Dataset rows
--------

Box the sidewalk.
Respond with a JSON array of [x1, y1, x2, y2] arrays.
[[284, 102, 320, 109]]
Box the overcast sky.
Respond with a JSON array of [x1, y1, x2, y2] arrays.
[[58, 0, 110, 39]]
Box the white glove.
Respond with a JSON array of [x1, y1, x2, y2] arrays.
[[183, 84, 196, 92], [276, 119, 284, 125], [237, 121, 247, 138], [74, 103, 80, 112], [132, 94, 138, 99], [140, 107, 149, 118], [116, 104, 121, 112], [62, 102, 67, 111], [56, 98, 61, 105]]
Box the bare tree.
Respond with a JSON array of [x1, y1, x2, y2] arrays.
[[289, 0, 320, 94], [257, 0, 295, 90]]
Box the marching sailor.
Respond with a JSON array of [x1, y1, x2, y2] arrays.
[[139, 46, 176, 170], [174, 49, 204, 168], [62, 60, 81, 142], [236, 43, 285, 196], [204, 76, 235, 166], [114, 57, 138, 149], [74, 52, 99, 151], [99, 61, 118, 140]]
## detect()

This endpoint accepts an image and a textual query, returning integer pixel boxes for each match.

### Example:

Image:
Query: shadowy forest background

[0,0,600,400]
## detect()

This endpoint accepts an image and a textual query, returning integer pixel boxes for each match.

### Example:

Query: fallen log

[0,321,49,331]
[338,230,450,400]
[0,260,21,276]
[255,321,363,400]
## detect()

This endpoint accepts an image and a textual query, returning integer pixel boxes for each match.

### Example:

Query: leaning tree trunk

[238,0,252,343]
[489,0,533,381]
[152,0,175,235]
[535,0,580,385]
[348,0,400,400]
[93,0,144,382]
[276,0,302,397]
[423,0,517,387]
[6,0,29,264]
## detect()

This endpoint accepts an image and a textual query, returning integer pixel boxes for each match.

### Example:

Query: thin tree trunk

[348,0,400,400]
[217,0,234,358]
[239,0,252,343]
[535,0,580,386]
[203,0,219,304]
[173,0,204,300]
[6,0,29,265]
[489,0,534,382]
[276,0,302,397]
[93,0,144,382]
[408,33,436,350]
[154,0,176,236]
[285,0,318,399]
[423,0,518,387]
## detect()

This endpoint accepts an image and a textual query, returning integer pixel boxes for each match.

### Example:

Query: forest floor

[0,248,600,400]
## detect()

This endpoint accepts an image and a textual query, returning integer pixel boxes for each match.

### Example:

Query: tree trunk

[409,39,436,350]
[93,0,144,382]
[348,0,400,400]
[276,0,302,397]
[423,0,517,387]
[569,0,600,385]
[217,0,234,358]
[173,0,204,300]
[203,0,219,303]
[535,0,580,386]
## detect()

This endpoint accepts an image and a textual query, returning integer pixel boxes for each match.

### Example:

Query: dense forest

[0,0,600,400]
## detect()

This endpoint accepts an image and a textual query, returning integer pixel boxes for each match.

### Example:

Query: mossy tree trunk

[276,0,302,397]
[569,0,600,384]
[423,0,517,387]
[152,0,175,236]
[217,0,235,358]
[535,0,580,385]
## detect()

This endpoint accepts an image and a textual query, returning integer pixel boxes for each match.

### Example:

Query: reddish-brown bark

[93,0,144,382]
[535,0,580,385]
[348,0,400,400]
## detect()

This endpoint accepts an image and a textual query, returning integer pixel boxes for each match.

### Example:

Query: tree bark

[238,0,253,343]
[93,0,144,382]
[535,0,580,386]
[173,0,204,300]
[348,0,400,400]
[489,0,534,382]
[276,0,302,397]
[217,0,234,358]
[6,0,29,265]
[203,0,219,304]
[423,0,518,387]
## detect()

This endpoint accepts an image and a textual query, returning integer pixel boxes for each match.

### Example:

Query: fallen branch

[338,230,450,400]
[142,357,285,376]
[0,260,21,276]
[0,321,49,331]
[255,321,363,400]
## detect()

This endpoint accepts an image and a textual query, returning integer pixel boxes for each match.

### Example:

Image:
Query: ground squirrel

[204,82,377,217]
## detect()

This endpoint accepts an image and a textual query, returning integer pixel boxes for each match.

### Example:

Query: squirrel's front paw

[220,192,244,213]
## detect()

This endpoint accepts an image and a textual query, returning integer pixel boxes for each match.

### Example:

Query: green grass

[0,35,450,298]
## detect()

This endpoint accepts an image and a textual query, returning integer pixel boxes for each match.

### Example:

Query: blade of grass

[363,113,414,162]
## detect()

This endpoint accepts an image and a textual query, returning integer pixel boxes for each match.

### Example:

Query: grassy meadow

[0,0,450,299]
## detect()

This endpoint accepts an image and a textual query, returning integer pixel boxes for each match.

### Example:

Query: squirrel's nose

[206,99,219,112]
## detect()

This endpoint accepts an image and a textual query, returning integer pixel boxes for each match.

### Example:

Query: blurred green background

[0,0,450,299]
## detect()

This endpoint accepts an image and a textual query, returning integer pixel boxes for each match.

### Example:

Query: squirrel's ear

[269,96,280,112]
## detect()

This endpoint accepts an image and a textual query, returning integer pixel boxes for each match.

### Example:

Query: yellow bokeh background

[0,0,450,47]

--------

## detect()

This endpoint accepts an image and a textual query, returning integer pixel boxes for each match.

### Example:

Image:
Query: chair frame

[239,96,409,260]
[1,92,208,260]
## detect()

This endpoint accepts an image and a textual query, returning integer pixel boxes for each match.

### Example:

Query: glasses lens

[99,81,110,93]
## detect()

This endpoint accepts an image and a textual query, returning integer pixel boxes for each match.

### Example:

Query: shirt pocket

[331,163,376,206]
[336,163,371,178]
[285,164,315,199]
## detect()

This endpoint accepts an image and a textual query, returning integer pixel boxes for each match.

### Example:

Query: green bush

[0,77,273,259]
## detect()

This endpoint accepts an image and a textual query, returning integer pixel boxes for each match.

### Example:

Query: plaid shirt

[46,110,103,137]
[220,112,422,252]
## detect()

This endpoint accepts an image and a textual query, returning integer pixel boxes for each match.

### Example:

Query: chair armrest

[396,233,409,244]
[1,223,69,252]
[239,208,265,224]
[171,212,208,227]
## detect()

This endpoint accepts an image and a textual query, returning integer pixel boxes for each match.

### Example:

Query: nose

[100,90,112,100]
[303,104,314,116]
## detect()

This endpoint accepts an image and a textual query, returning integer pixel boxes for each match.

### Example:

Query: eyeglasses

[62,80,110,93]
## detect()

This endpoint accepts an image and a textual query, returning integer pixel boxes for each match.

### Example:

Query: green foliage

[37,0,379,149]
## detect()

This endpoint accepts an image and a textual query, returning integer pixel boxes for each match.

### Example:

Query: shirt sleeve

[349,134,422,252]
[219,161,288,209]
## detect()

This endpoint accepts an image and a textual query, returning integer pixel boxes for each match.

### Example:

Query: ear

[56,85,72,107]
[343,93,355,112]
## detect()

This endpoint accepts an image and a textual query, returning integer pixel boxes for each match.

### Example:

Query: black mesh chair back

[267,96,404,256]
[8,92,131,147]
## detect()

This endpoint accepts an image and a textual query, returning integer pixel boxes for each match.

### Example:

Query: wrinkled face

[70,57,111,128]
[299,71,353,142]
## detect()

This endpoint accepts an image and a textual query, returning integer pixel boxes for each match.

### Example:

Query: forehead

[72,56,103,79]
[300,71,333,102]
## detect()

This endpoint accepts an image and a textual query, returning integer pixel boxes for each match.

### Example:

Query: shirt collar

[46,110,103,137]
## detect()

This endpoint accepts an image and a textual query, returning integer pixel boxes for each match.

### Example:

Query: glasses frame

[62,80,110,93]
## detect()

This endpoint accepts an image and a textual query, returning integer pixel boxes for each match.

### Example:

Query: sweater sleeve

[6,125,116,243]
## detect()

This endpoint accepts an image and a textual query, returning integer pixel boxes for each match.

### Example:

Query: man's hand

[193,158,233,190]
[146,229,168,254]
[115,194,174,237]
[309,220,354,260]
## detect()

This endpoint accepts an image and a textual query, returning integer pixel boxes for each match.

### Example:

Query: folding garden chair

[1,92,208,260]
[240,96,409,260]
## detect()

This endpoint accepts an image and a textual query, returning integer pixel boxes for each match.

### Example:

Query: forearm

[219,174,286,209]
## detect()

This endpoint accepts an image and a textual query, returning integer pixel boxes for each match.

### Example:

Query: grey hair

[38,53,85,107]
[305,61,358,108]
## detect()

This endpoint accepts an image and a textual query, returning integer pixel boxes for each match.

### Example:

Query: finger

--------

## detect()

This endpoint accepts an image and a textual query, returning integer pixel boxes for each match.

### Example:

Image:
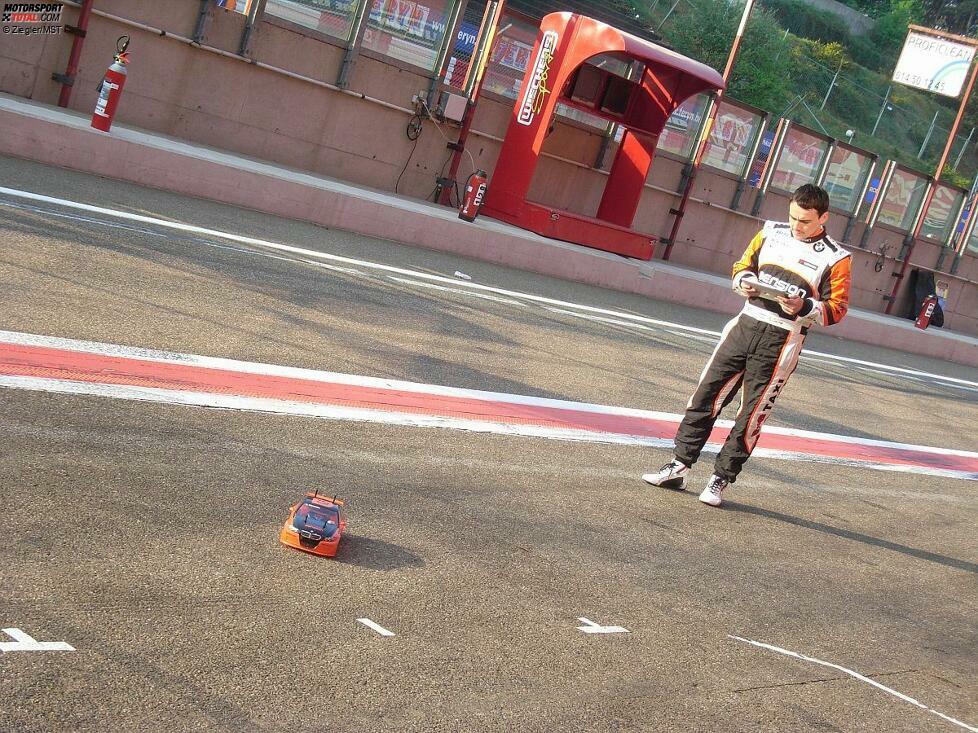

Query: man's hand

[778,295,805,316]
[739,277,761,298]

--------

REQUIREMENT
Quote everything in the listing from the line containing "Box the sidewalk." down to the line containing "98, 61, 105]]", including both of those lines.

WRITTEN RESPONSE
Box the sidewalk.
Respond with a JSON array of [x1, y1, x2, y2] arrays.
[[284, 102, 320, 109]]
Box the overcast sky.
Respond with a JSON array of [x1, y1, x2, y2] arrays.
[[58, 0, 110, 39]]
Box the white glove.
Respond with a JSON array of [x1, y1, x2, y2] arrays.
[[183, 84, 196, 92], [276, 119, 284, 125], [237, 121, 247, 138], [74, 103, 80, 112], [132, 94, 138, 99], [140, 107, 149, 118], [116, 104, 121, 112], [62, 102, 67, 111], [56, 98, 61, 105]]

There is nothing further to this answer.